• _The task_:
Write out every one of the following items word for word, leaving each line unchanged.

(Data drawn from a collection)
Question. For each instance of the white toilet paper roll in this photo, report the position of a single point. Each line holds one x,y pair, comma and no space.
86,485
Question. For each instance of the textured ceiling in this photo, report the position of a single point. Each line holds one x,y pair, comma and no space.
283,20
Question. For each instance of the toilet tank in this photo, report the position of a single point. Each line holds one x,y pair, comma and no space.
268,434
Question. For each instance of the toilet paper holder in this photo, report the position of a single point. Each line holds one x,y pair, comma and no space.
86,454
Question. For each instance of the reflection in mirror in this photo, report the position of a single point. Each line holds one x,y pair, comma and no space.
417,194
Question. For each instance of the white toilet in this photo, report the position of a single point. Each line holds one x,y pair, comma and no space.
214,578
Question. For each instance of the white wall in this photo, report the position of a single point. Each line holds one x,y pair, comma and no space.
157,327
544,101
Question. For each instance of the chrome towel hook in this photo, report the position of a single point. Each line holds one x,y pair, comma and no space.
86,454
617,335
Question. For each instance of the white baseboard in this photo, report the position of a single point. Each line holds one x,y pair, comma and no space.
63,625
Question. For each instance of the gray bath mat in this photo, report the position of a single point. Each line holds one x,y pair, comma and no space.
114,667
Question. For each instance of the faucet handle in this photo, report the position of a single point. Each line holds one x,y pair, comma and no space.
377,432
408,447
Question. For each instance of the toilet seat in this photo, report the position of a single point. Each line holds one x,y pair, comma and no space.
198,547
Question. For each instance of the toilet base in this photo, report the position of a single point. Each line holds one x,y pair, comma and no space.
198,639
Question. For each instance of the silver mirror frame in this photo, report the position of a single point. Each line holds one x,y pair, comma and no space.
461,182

• _Expected answer_:
Question. For each instance of the white toilet paper roll in this photo, report the position of a single point. Each line holds one x,y pair, comma and no space.
86,485
Question. For each instance of the textured ceiling in this photo, report the position of a single point. Each line holds one x,y pair, comma and no space.
283,20
Question. For each instance of the toilet tank in this photo, report the position of a single point. Each line holds one x,y pair, comma and no space.
268,434
Question. For each instance of the toilet paper holder in this photo, report the position of a single point. Each line holds one x,y pair, comma and no space.
86,454
Question. For each instance of the reflection in mirror in this photo, report the position of a single point. Each line holds one x,y pair, comma and no space.
417,194
Question. For each instance of the white toilet in this photo, report the position of a single point. Each line holds one x,y pair, comma and no space.
214,578
Question. For each instance of the white wall in this photo, report the position of a single point. Each line holds one x,y pair, comma and no space.
157,327
544,101
Question. For each instance of the chrome towel hook in this photo, report the position of a single point. Each line holds one x,y pair, comma and no space.
86,454
617,335
Question. For each instance of the white baseboard in this photo, report the position of a single point. Each line holds one x,y pair, comma and no space.
63,625
Question. For each instance of the gray bath mat in this photo, report the position of a single point. Each line holds one x,y pair, comma and no space.
114,667
Question. For each instance of the faucet handle in this photo, report the position of a single point. Each line holds one x,y pair, comma and no space.
377,432
408,447
Question. For each instance of the toilet seat in this photo, report the position of a single point. Each line holds one x,y pair, comma and no space.
198,547
Question. For each instance of the toilet base in this photo, report the position of a single point. Each line holds one x,y pair, comma and no space.
198,639
Question. For each instance of the silver mirror frame in this photo, report the position of a single point. Each line holds one x,y pair, comma and no space.
461,182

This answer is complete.